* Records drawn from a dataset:
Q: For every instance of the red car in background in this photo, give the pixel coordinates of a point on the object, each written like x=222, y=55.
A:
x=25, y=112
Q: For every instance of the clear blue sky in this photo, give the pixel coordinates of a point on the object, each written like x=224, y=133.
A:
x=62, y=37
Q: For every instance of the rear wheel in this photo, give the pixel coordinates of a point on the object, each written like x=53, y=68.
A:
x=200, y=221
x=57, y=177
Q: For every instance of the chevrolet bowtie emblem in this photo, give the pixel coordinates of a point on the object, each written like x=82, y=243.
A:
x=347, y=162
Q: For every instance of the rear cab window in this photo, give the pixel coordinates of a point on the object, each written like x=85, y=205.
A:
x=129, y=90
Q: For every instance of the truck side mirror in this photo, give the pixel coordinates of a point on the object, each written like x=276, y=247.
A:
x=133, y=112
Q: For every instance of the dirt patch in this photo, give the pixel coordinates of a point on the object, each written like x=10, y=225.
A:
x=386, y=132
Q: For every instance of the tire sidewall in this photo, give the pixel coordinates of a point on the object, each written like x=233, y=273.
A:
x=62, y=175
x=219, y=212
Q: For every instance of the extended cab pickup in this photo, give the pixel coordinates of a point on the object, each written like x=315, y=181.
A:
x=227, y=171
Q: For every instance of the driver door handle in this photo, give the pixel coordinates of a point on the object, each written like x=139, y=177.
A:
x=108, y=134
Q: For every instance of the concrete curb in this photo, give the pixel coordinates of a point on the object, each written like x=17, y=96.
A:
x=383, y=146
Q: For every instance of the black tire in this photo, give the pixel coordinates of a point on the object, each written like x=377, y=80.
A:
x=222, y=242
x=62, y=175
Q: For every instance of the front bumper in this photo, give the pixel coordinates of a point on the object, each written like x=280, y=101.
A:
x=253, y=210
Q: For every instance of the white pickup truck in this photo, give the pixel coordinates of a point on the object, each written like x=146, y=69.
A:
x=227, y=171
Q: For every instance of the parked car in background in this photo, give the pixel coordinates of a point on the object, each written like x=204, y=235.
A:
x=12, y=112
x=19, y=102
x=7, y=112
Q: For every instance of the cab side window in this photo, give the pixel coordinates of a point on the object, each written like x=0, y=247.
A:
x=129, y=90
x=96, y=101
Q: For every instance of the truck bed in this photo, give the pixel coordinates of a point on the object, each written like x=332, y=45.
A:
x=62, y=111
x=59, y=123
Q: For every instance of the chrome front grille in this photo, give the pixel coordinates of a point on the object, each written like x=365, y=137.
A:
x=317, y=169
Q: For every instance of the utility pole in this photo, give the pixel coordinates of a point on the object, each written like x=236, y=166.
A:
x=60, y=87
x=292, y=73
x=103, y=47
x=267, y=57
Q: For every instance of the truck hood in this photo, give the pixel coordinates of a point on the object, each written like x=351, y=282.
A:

* TASK PROMPT:
Transcribe all entries word for word.

* SOLUTION FOR THIS EXERCISE:
Q: For every instance of the red car in background in this photo, give the pixel coordinates of a point on the object, each written like x=222, y=55.
A:
x=25, y=112
Q: For every instance of the clear blue sky in this photo, give the pixel coordinates of a point on the object, each written like x=224, y=133.
A:
x=62, y=37
Q: For every instance of the rear wheel in this photo, give the pixel coordinates of a point on the object, each written like x=53, y=68.
A:
x=200, y=221
x=57, y=177
Q: For every instance of the chevrolet bowtie emblem in this photo, give the pixel coordinates of a point on the object, each written like x=82, y=243.
A:
x=347, y=162
Q: For every instance of the rear cab window in this photo, give the pixel coordinates of a point on the object, each written like x=85, y=205.
A:
x=129, y=90
Q: For every instance of the truck side mirror in this photo, give the pixel coordinates of a point on the object, each written like x=276, y=247.
A:
x=133, y=112
Q: For every instance of the dirt patch in this photo, give the pixel coordinates of a point on the object, each written like x=10, y=225.
A:
x=386, y=132
Q: For every instance of the tire sidewall in this photo, give the pixel coordinates of a point on the object, each written like x=233, y=273.
A:
x=62, y=175
x=219, y=212
Q: For every instance of the extended cab pickup in this photo, give the pixel coordinates of a point on the object, each written like x=315, y=181.
A:
x=227, y=171
Q: For every instance of the driver door handle in this photo, give the pixel coordinates of a point on the object, each written like x=139, y=177.
A:
x=108, y=134
Q: For every instance of the concrete curb in this photo, give the pixel coordinates of a point on the object, each written like x=17, y=96.
A:
x=383, y=146
Q: For every instance of the black tire in this photo, give the pixel coordinates of a point on the object, each written like x=377, y=80.
A:
x=222, y=242
x=62, y=175
Q: For every instance of the front bumper in this photo, give the pixel coordinates of a point on the object, each written like x=280, y=101.
A:
x=253, y=210
Q: For every instance of the white pickup truck in this photo, give the pixel coordinates of a point on the object, each written like x=146, y=69.
A:
x=227, y=171
Q: For every instance of the parked car in background in this photo, give the pixel coordinates of a point on the object, each written like x=204, y=235.
A:
x=12, y=112
x=19, y=102
x=7, y=112
Q: For every instance of the cab side window in this photo, give the pixel coordinates of a point on the object, each written like x=0, y=247.
A:
x=129, y=90
x=96, y=101
Q: For every instance of the truck bed in this photo, give the pixel coordinates of a point on the object, each written like x=332, y=45.
A:
x=62, y=111
x=59, y=123
Q: For every instance of the chrome front grille in this photo, give the pixel coordinates of a point on the object, each written like x=365, y=137.
A:
x=317, y=169
Q: For every instance of the utility pole in this photo, give the pixel coordinates of a point on the object, each written like x=236, y=166.
A:
x=60, y=87
x=292, y=73
x=103, y=47
x=267, y=57
Q: For every instance of the truck hood in this photo, give the pixel coordinates of a point on the object, each written like x=351, y=282.
A:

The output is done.